# Box-labeled dataset extracts:
● ● ● ● ● ● ●
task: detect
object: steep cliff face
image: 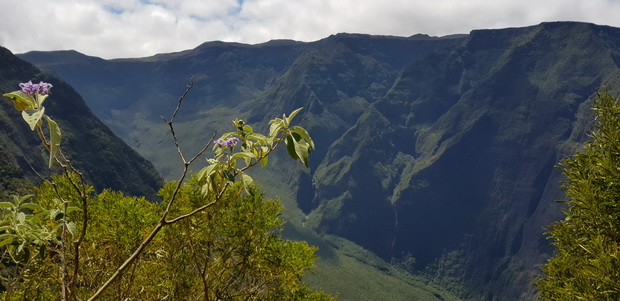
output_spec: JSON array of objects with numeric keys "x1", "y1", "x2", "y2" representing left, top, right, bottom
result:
[
  {"x1": 15, "y1": 22, "x2": 620, "y2": 300},
  {"x1": 313, "y1": 23, "x2": 620, "y2": 300},
  {"x1": 0, "y1": 48, "x2": 163, "y2": 200}
]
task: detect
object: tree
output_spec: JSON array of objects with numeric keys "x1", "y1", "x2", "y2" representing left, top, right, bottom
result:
[{"x1": 535, "y1": 92, "x2": 620, "y2": 300}]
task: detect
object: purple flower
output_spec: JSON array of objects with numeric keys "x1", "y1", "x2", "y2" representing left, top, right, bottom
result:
[
  {"x1": 38, "y1": 82, "x2": 53, "y2": 95},
  {"x1": 214, "y1": 137, "x2": 239, "y2": 147},
  {"x1": 19, "y1": 81, "x2": 53, "y2": 96}
]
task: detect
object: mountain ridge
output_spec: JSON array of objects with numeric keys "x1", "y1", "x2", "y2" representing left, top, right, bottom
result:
[{"x1": 14, "y1": 22, "x2": 620, "y2": 300}]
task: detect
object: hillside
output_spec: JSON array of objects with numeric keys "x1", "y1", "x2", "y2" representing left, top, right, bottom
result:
[
  {"x1": 20, "y1": 22, "x2": 620, "y2": 300},
  {"x1": 0, "y1": 47, "x2": 163, "y2": 200}
]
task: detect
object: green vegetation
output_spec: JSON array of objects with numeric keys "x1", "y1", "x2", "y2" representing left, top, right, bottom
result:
[
  {"x1": 0, "y1": 82, "x2": 333, "y2": 300},
  {"x1": 536, "y1": 93, "x2": 620, "y2": 300}
]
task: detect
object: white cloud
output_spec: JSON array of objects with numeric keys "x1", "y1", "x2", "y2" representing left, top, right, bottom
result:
[{"x1": 0, "y1": 0, "x2": 620, "y2": 58}]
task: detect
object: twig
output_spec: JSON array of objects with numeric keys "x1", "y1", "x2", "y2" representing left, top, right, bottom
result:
[{"x1": 88, "y1": 76, "x2": 218, "y2": 301}]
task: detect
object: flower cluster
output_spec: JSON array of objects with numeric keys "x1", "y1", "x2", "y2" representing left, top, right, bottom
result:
[
  {"x1": 19, "y1": 81, "x2": 53, "y2": 96},
  {"x1": 214, "y1": 137, "x2": 239, "y2": 147}
]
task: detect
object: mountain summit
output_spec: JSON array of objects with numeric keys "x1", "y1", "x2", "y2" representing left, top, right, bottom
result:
[{"x1": 20, "y1": 22, "x2": 620, "y2": 300}]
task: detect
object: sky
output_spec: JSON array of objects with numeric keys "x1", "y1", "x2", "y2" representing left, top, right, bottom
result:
[{"x1": 0, "y1": 0, "x2": 620, "y2": 59}]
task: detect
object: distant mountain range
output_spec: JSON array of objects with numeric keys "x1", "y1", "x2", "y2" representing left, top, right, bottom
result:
[
  {"x1": 19, "y1": 22, "x2": 620, "y2": 300},
  {"x1": 0, "y1": 47, "x2": 163, "y2": 200}
]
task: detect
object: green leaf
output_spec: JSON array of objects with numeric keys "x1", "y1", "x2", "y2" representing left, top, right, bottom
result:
[
  {"x1": 22, "y1": 107, "x2": 45, "y2": 131},
  {"x1": 247, "y1": 133, "x2": 268, "y2": 144},
  {"x1": 3, "y1": 91, "x2": 35, "y2": 111},
  {"x1": 241, "y1": 173, "x2": 256, "y2": 192},
  {"x1": 0, "y1": 202, "x2": 15, "y2": 209},
  {"x1": 295, "y1": 140, "x2": 310, "y2": 168},
  {"x1": 65, "y1": 222, "x2": 77, "y2": 236},
  {"x1": 288, "y1": 107, "x2": 303, "y2": 124},
  {"x1": 260, "y1": 152, "x2": 269, "y2": 167},
  {"x1": 269, "y1": 118, "x2": 284, "y2": 138},
  {"x1": 67, "y1": 206, "x2": 82, "y2": 214},
  {"x1": 232, "y1": 152, "x2": 256, "y2": 159},
  {"x1": 36, "y1": 93, "x2": 49, "y2": 107},
  {"x1": 45, "y1": 115, "x2": 62, "y2": 168},
  {"x1": 0, "y1": 234, "x2": 17, "y2": 247},
  {"x1": 17, "y1": 212, "x2": 26, "y2": 224}
]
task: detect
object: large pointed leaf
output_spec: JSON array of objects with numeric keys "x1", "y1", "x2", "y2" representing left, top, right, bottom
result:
[
  {"x1": 241, "y1": 173, "x2": 256, "y2": 192},
  {"x1": 22, "y1": 107, "x2": 45, "y2": 131},
  {"x1": 41, "y1": 115, "x2": 62, "y2": 168},
  {"x1": 3, "y1": 91, "x2": 35, "y2": 111},
  {"x1": 36, "y1": 93, "x2": 49, "y2": 108},
  {"x1": 284, "y1": 135, "x2": 299, "y2": 160}
]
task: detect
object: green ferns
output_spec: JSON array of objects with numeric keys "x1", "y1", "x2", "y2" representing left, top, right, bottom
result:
[{"x1": 536, "y1": 93, "x2": 620, "y2": 301}]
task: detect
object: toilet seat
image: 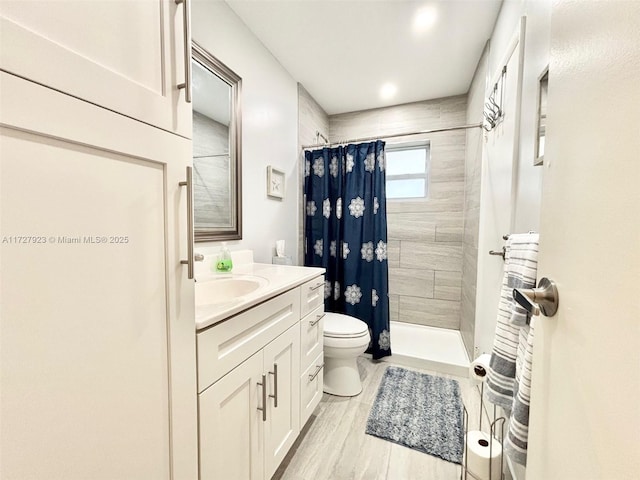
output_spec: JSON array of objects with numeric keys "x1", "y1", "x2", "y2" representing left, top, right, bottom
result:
[{"x1": 324, "y1": 312, "x2": 369, "y2": 338}]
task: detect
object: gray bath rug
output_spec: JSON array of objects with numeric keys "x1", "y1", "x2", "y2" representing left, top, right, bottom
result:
[{"x1": 366, "y1": 367, "x2": 464, "y2": 463}]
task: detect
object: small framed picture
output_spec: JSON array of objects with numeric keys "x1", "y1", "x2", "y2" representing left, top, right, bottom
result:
[{"x1": 267, "y1": 165, "x2": 284, "y2": 198}]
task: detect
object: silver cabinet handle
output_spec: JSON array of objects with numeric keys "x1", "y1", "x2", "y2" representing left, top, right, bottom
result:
[
  {"x1": 513, "y1": 277, "x2": 560, "y2": 317},
  {"x1": 309, "y1": 363, "x2": 324, "y2": 382},
  {"x1": 258, "y1": 374, "x2": 267, "y2": 422},
  {"x1": 269, "y1": 363, "x2": 278, "y2": 408},
  {"x1": 309, "y1": 313, "x2": 325, "y2": 327},
  {"x1": 175, "y1": 0, "x2": 192, "y2": 103},
  {"x1": 178, "y1": 167, "x2": 193, "y2": 279}
]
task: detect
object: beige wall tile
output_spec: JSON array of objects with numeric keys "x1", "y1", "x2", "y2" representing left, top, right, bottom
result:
[
  {"x1": 389, "y1": 268, "x2": 434, "y2": 298},
  {"x1": 389, "y1": 294, "x2": 400, "y2": 322},
  {"x1": 387, "y1": 239, "x2": 400, "y2": 268},
  {"x1": 400, "y1": 242, "x2": 462, "y2": 272},
  {"x1": 433, "y1": 270, "x2": 462, "y2": 301},
  {"x1": 399, "y1": 296, "x2": 460, "y2": 329},
  {"x1": 387, "y1": 212, "x2": 436, "y2": 242}
]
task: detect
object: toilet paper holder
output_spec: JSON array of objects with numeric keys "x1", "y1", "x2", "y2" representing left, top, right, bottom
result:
[{"x1": 513, "y1": 277, "x2": 559, "y2": 317}]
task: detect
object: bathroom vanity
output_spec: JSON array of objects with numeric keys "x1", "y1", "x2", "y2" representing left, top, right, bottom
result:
[{"x1": 196, "y1": 263, "x2": 324, "y2": 480}]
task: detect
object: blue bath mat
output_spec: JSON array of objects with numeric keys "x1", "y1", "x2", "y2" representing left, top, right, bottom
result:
[{"x1": 366, "y1": 367, "x2": 464, "y2": 463}]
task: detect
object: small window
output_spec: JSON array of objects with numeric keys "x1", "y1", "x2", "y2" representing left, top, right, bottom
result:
[{"x1": 386, "y1": 143, "x2": 429, "y2": 199}]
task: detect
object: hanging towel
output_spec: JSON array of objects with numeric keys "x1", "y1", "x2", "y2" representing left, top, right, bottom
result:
[
  {"x1": 504, "y1": 317, "x2": 536, "y2": 465},
  {"x1": 507, "y1": 233, "x2": 538, "y2": 327},
  {"x1": 487, "y1": 233, "x2": 539, "y2": 413}
]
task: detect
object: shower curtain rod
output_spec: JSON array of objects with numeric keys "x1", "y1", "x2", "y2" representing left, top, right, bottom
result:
[{"x1": 302, "y1": 123, "x2": 482, "y2": 149}]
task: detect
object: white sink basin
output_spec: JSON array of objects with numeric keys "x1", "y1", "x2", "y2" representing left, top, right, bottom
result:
[{"x1": 195, "y1": 275, "x2": 269, "y2": 307}]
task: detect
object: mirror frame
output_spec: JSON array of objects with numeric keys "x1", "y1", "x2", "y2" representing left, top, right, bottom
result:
[{"x1": 191, "y1": 41, "x2": 242, "y2": 242}]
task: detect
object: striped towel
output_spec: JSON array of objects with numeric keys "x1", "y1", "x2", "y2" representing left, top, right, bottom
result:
[
  {"x1": 507, "y1": 233, "x2": 538, "y2": 327},
  {"x1": 487, "y1": 233, "x2": 539, "y2": 465},
  {"x1": 487, "y1": 233, "x2": 538, "y2": 412},
  {"x1": 504, "y1": 317, "x2": 536, "y2": 465}
]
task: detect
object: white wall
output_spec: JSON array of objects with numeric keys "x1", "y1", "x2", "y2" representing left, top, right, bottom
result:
[
  {"x1": 192, "y1": 0, "x2": 299, "y2": 263},
  {"x1": 475, "y1": 0, "x2": 551, "y2": 352},
  {"x1": 488, "y1": 0, "x2": 551, "y2": 233}
]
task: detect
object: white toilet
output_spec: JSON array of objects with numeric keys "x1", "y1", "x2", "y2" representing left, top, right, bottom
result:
[{"x1": 324, "y1": 312, "x2": 370, "y2": 397}]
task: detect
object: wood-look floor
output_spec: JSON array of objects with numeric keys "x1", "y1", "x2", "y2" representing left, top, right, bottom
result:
[{"x1": 273, "y1": 357, "x2": 480, "y2": 480}]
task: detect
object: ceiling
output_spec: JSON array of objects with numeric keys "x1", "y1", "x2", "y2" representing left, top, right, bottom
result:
[{"x1": 226, "y1": 0, "x2": 502, "y2": 115}]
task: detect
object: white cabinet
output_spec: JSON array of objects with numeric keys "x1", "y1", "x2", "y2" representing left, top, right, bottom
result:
[
  {"x1": 0, "y1": 0, "x2": 197, "y2": 480},
  {"x1": 300, "y1": 296, "x2": 324, "y2": 425},
  {"x1": 197, "y1": 277, "x2": 324, "y2": 480},
  {"x1": 0, "y1": 0, "x2": 191, "y2": 138},
  {"x1": 0, "y1": 69, "x2": 197, "y2": 480},
  {"x1": 300, "y1": 276, "x2": 324, "y2": 317},
  {"x1": 199, "y1": 350, "x2": 264, "y2": 480},
  {"x1": 264, "y1": 323, "x2": 301, "y2": 478}
]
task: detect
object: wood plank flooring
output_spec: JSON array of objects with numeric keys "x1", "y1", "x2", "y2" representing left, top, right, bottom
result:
[{"x1": 272, "y1": 357, "x2": 485, "y2": 480}]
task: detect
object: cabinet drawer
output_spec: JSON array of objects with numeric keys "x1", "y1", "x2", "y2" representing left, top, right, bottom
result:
[
  {"x1": 300, "y1": 304, "x2": 324, "y2": 370},
  {"x1": 300, "y1": 352, "x2": 324, "y2": 428},
  {"x1": 196, "y1": 288, "x2": 300, "y2": 392},
  {"x1": 300, "y1": 275, "x2": 324, "y2": 317}
]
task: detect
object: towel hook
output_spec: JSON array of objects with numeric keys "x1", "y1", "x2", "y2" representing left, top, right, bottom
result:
[{"x1": 513, "y1": 277, "x2": 559, "y2": 317}]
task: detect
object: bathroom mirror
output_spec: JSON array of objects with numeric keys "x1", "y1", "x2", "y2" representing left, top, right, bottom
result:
[
  {"x1": 533, "y1": 68, "x2": 549, "y2": 165},
  {"x1": 191, "y1": 42, "x2": 242, "y2": 242}
]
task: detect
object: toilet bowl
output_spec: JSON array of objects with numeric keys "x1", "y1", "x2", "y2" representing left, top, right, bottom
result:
[{"x1": 323, "y1": 312, "x2": 370, "y2": 397}]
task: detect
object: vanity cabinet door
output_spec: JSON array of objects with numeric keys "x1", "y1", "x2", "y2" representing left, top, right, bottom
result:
[
  {"x1": 262, "y1": 323, "x2": 300, "y2": 478},
  {"x1": 199, "y1": 351, "x2": 262, "y2": 480},
  {"x1": 0, "y1": 0, "x2": 191, "y2": 138},
  {"x1": 0, "y1": 72, "x2": 197, "y2": 480},
  {"x1": 300, "y1": 275, "x2": 324, "y2": 317},
  {"x1": 300, "y1": 304, "x2": 325, "y2": 370},
  {"x1": 300, "y1": 352, "x2": 324, "y2": 428}
]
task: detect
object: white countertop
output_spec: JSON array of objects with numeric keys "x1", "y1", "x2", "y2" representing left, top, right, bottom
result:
[{"x1": 196, "y1": 263, "x2": 325, "y2": 330}]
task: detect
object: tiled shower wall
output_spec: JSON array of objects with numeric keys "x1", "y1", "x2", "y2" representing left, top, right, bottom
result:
[
  {"x1": 328, "y1": 95, "x2": 467, "y2": 329},
  {"x1": 460, "y1": 46, "x2": 489, "y2": 358},
  {"x1": 297, "y1": 83, "x2": 329, "y2": 265}
]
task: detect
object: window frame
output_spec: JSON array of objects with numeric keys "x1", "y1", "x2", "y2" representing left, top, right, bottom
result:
[{"x1": 385, "y1": 140, "x2": 431, "y2": 201}]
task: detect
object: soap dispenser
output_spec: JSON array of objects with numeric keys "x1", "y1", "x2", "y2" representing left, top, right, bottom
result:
[{"x1": 216, "y1": 242, "x2": 233, "y2": 273}]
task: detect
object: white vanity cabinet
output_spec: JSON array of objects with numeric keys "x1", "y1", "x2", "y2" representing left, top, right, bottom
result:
[
  {"x1": 300, "y1": 277, "x2": 324, "y2": 425},
  {"x1": 197, "y1": 277, "x2": 324, "y2": 480},
  {"x1": 0, "y1": 0, "x2": 198, "y2": 480},
  {"x1": 0, "y1": 0, "x2": 191, "y2": 138}
]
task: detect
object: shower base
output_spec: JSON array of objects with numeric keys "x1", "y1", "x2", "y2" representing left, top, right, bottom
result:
[{"x1": 383, "y1": 322, "x2": 469, "y2": 377}]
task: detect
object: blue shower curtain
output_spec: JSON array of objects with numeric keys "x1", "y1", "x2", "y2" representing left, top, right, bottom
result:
[{"x1": 304, "y1": 140, "x2": 391, "y2": 359}]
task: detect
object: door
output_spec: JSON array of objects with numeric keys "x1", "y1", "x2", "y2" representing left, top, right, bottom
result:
[
  {"x1": 0, "y1": 0, "x2": 191, "y2": 138},
  {"x1": 262, "y1": 323, "x2": 300, "y2": 478},
  {"x1": 0, "y1": 73, "x2": 197, "y2": 480},
  {"x1": 199, "y1": 350, "x2": 262, "y2": 480},
  {"x1": 527, "y1": 2, "x2": 640, "y2": 480},
  {"x1": 474, "y1": 18, "x2": 525, "y2": 355}
]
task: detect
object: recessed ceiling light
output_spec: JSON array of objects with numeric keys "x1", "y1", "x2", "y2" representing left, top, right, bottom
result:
[
  {"x1": 380, "y1": 83, "x2": 398, "y2": 100},
  {"x1": 413, "y1": 5, "x2": 438, "y2": 33}
]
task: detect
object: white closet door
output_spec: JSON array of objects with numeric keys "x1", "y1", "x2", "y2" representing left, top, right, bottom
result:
[
  {"x1": 0, "y1": 0, "x2": 191, "y2": 138},
  {"x1": 0, "y1": 74, "x2": 197, "y2": 480}
]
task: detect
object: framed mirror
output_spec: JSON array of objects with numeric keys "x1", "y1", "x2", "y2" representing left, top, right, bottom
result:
[
  {"x1": 191, "y1": 42, "x2": 242, "y2": 242},
  {"x1": 533, "y1": 67, "x2": 549, "y2": 165}
]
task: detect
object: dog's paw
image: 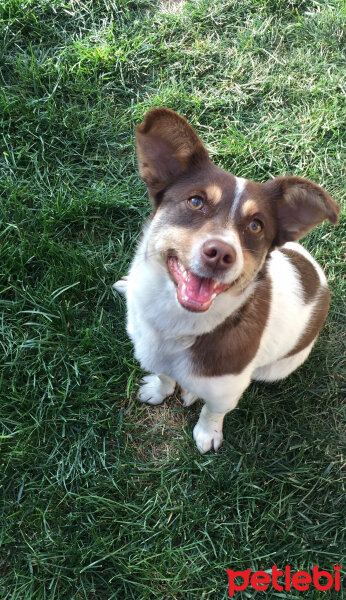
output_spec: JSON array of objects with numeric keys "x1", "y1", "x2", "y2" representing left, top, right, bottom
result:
[
  {"x1": 193, "y1": 421, "x2": 223, "y2": 454},
  {"x1": 137, "y1": 375, "x2": 175, "y2": 405},
  {"x1": 181, "y1": 389, "x2": 198, "y2": 407},
  {"x1": 112, "y1": 275, "x2": 128, "y2": 294}
]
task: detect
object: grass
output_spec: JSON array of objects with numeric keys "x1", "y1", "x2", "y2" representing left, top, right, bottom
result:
[{"x1": 0, "y1": 0, "x2": 345, "y2": 600}]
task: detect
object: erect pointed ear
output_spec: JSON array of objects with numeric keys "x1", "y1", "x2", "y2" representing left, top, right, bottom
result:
[
  {"x1": 264, "y1": 177, "x2": 340, "y2": 246},
  {"x1": 136, "y1": 108, "x2": 210, "y2": 199}
]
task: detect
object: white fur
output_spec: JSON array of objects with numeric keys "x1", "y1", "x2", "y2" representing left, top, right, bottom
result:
[
  {"x1": 120, "y1": 232, "x2": 325, "y2": 453},
  {"x1": 231, "y1": 177, "x2": 248, "y2": 217}
]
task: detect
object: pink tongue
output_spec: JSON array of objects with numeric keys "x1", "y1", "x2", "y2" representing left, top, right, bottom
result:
[{"x1": 179, "y1": 273, "x2": 216, "y2": 304}]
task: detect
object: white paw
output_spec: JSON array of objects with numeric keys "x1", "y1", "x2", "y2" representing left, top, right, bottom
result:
[
  {"x1": 181, "y1": 389, "x2": 198, "y2": 406},
  {"x1": 193, "y1": 421, "x2": 223, "y2": 454},
  {"x1": 137, "y1": 375, "x2": 175, "y2": 404},
  {"x1": 112, "y1": 275, "x2": 128, "y2": 294}
]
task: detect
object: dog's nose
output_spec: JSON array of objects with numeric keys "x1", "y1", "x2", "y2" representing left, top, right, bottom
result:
[{"x1": 202, "y1": 240, "x2": 236, "y2": 270}]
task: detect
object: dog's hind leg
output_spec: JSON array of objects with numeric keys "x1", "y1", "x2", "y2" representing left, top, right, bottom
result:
[
  {"x1": 137, "y1": 374, "x2": 175, "y2": 405},
  {"x1": 181, "y1": 388, "x2": 198, "y2": 407}
]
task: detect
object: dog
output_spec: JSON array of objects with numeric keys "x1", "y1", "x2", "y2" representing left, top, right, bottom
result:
[{"x1": 113, "y1": 108, "x2": 339, "y2": 454}]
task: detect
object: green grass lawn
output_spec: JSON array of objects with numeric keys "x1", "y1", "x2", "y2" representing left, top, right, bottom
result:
[{"x1": 0, "y1": 0, "x2": 346, "y2": 600}]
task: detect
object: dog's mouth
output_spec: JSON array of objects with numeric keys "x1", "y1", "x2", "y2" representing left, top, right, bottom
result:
[{"x1": 167, "y1": 255, "x2": 231, "y2": 312}]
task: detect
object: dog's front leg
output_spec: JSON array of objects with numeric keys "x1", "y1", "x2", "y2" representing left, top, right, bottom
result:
[
  {"x1": 137, "y1": 374, "x2": 175, "y2": 404},
  {"x1": 193, "y1": 374, "x2": 250, "y2": 454}
]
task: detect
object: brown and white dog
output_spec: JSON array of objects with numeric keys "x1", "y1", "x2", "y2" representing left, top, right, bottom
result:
[{"x1": 114, "y1": 108, "x2": 339, "y2": 453}]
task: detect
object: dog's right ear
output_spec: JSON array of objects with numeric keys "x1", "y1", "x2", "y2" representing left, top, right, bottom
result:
[{"x1": 136, "y1": 108, "x2": 210, "y2": 201}]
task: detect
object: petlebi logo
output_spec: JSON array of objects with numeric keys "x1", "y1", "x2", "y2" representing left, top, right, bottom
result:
[{"x1": 227, "y1": 564, "x2": 341, "y2": 598}]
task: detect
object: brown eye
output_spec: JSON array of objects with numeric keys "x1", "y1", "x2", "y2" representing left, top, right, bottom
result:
[
  {"x1": 187, "y1": 196, "x2": 204, "y2": 210},
  {"x1": 247, "y1": 219, "x2": 263, "y2": 233}
]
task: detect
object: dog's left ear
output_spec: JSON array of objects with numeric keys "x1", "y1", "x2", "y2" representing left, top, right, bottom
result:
[
  {"x1": 264, "y1": 177, "x2": 340, "y2": 246},
  {"x1": 136, "y1": 108, "x2": 210, "y2": 204}
]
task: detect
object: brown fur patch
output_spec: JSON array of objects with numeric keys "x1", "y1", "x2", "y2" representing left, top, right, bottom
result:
[
  {"x1": 280, "y1": 248, "x2": 321, "y2": 304},
  {"x1": 191, "y1": 272, "x2": 271, "y2": 377},
  {"x1": 284, "y1": 286, "x2": 330, "y2": 358},
  {"x1": 241, "y1": 199, "x2": 259, "y2": 217}
]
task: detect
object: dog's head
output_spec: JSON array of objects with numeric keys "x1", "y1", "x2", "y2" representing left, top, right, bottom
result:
[{"x1": 136, "y1": 108, "x2": 339, "y2": 311}]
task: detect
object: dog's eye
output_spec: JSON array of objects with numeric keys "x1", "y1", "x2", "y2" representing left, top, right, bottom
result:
[
  {"x1": 247, "y1": 219, "x2": 263, "y2": 233},
  {"x1": 187, "y1": 196, "x2": 204, "y2": 210}
]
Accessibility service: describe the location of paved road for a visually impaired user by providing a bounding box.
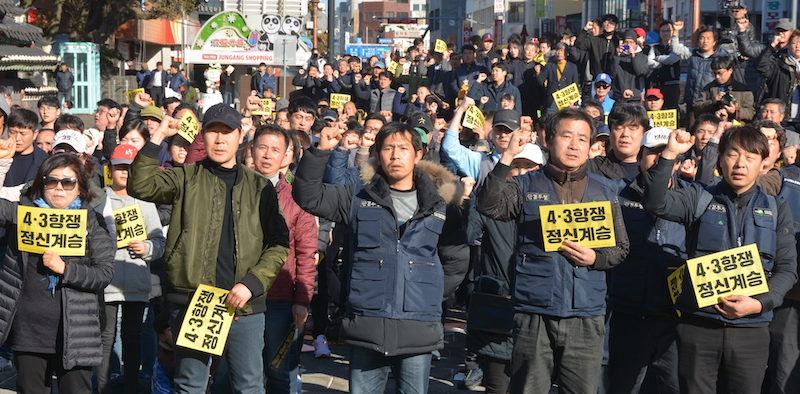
● ● ● ● ● ● ●
# Set problem:
Copy out every line of the items above that contains the string "mountain". Matches must have the same uppercase and lowercase letters.

# Written response:
object: mountain ridge
object: mountain summit
object: distant mountain range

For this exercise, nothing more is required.